Problem to solve » Nothing in the records may be changed; reproduce all of them.

Data provided »
══════════════════════════════

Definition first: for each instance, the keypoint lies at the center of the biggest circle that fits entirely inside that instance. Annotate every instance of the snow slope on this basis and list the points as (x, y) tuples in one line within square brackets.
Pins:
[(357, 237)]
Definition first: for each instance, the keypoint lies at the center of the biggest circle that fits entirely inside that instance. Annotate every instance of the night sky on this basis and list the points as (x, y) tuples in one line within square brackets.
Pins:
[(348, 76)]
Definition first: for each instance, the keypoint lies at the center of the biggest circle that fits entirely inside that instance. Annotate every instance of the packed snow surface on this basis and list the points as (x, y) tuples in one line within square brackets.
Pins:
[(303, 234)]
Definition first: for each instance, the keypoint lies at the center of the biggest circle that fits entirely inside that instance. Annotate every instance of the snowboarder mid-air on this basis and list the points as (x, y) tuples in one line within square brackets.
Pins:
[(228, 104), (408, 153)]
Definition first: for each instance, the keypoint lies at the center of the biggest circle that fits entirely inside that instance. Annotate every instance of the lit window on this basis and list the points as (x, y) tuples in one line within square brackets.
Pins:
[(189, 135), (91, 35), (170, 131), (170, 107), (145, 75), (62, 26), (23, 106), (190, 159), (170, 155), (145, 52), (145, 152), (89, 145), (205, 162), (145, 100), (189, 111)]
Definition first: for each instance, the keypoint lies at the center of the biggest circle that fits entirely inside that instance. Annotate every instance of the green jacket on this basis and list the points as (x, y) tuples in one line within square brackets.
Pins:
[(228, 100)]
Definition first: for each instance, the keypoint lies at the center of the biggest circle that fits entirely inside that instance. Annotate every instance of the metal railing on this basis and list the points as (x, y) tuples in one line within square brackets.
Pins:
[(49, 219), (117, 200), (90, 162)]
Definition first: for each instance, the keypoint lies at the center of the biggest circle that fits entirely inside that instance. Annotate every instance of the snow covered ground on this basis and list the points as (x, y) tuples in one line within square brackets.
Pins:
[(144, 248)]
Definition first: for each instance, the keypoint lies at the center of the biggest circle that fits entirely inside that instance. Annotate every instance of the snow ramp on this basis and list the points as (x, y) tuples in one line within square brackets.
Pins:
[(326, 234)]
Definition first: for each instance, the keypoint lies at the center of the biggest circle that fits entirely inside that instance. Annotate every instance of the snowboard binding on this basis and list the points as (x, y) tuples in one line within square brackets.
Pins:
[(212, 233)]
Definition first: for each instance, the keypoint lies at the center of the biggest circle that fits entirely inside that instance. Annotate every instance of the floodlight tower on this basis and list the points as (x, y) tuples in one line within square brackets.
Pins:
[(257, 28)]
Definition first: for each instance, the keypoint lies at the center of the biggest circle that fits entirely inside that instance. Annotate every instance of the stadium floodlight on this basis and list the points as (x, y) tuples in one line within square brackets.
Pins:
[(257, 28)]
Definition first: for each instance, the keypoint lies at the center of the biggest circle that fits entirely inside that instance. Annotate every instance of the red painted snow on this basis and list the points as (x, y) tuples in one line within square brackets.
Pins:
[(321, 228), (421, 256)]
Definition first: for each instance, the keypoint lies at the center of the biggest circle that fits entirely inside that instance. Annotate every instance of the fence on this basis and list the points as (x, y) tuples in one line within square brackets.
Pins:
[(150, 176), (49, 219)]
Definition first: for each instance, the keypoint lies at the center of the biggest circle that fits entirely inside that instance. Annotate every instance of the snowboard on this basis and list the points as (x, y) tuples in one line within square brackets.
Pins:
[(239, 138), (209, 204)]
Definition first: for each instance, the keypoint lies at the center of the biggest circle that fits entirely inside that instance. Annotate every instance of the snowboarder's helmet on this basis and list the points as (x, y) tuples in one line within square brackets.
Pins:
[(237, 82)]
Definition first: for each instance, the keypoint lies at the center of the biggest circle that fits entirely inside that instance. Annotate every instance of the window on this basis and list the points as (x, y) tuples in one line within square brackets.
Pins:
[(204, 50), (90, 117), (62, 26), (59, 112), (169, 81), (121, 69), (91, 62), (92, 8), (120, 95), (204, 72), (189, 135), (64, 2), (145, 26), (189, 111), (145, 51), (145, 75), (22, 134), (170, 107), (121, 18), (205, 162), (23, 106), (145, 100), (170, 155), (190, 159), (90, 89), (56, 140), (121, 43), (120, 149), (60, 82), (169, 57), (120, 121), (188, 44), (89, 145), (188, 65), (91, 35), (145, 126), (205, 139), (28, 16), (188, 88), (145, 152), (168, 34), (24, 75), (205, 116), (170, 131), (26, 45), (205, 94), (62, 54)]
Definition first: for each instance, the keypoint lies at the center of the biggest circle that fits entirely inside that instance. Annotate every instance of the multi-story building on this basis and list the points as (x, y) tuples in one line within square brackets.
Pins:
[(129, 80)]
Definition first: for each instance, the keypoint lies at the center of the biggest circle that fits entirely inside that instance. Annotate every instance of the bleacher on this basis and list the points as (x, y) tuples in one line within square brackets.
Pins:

══════════════════════════════

Solution to this exercise »
Definition first: for each instance, the keypoint lies at the center of the biggest circle that fits entirely inside that instance. Annotate every instance of the snow slope on this basis and list the points as (x, y) tuples in one line within square brackets.
Pins:
[(357, 237)]
Definition first: for each instance, the keypoint lies at the center of the biggest circle that fits entirely inside that instance. Annotate every instance of the night sky on this basis and list the points as (x, y) tuples in one line within square brackets.
Pins:
[(348, 76)]
Definition first: for each instance, the keypoint lies at the center of the biggest circle that fits entirely inside that instance. Annotate every instance of the packed snow surface on this basis and list the points as (x, y) tuples in one line within square brackets.
Pins:
[(303, 234)]
Definition first: for each instance, the keypoint lies at the center of the biggest circle that fits entirely inside that instance. Annotate every instance of the snowboarder mid-air on this basis and list the points as (x, y) tuples in one line within square brackets.
Pins:
[(228, 104), (408, 153)]
Definition first: for each instance, the keypoint lies at the center of the biggest circle that fits entirely inside that instance. Annotate every instance of the lit window on this basis and list the points as (x, y) tuples in one line within square brackets.
Pins:
[(189, 135), (91, 35), (170, 131), (170, 107), (145, 75), (62, 26), (23, 106), (190, 159), (170, 155), (145, 52), (145, 152), (89, 145), (205, 162), (145, 100), (189, 111)]
Definition first: for each instance, the keypoint lies at the center of the biggest circle that fits entirely inside that instance. Annotate every instance of the green jacket on this basis and list the points as (x, y) tuples in one line within square brackets.
Pins:
[(228, 100)]
Definition first: for each instance, the keypoint lies at the center of the biggest circle that fits entirely inside that instance. Annotate every instance of the metal railing on this basis and list the points as (x, y) tuples in one line within square brackets.
Pins:
[(49, 219), (117, 200), (90, 162)]
Definition first: for each instance, the keypoint lies at the center of the biggest circle that fits entirely inside that instance. Annotate every instance of the snow covered ground on this basis and list the points as (x, y) tuples in one line within square brackets.
Pins:
[(144, 248)]
Definition first: for each instance, the keypoint lies at the center of the biggest circle that fits entirely inside that instance. Annotate every instance of the snow ramp on this basis and list the points as (x, y) tuples in one line within square brackets.
Pins:
[(326, 234)]
Definition first: for each instance, the keypoint lies at the center of the biggest circle that fits entirely inside that instance. Annotate every instance of the snowboard binding on this basis and list the points as (x, y) tuples in one line within square brackets.
Pins:
[(212, 233)]
Definition first: for each instance, the keypoint lies at the center of the biggest circle that fits entirely inside that instance. Annotate every instance of the floodlight tower on this basis and list the points as (x, y) tuples in one line within square brackets.
Pins:
[(257, 28)]
Definition first: for each instance, the keypoint lies at the center of the biggest circle that fits entirely inside that instance. Annotate every instance of the stadium floodlight on this basis and list the points as (x, y) tuples in one line within square brackets.
Pins:
[(257, 28)]
Definition first: for each instance, the keypoint lies at the center of the biggest circle that fits entirely inside that instance. Annotate every instance of the red painted snow on this basis and list the points as (x, y) tuples in one line within square brackets.
Pins:
[(321, 228), (421, 256)]
Definition first: for each instance, the keypoint lies at the center of the biggest circle that fits entirely inside that instance. Annotate every instance of the fence on this basis and list the points as (x, y) tuples in one line within square brackets.
Pins:
[(150, 176), (49, 219)]
Definition first: for each instance, the keypoint lies at the center of the biggest circle that fits entirely inside that instance. Annotate every instance of the snowboard on this basis and list the points as (x, y) tuples in one line within square brackets.
Pins:
[(239, 138), (209, 204)]
Definition first: for each instance, the keypoint lies at the center of the biggest circle that fits entirely inside that instance. Annotate every instance of the snowboarder's helmet on this basis and list the points as (x, y) tuples in one line within square brackets.
Pins:
[(237, 82)]
Definition first: for each instance, the keypoint lies at the center of the biggest circle that fits entirely inside that instance. Annotate every instance of the window on this basis and list the points as (x, y) tuples in one line within square brackets.
Pins:
[(204, 50), (90, 117), (62, 26), (59, 112), (169, 81), (121, 69), (91, 62), (92, 8), (120, 95), (204, 72), (189, 135), (64, 2), (145, 26), (189, 111), (145, 51), (145, 75), (22, 134), (170, 107), (121, 18), (205, 162), (23, 106), (145, 100), (170, 155), (190, 159), (90, 89), (56, 140), (121, 43), (120, 149), (60, 82), (169, 57), (120, 121), (188, 44), (89, 145), (188, 65), (91, 35), (145, 126), (205, 139), (28, 16), (188, 88), (145, 152), (168, 34), (24, 75), (205, 116), (170, 131), (26, 45), (205, 94), (62, 54)]
Definition first: for each instance, the keypoint lies at the center of the biggest circle that fits entirely inside that instance. Annotate every instance of the multi-story building on this basis and list the points as (x, y) tuples in one line within square brackets.
Pins:
[(129, 80)]
Definition first: for each instance, the keypoint lies at the center of the biggest circle that fits entirely inside that instance. Annotate every instance of the bleacher on this basis and list the points as (x, y) tuples in one line within square brackets.
Pins:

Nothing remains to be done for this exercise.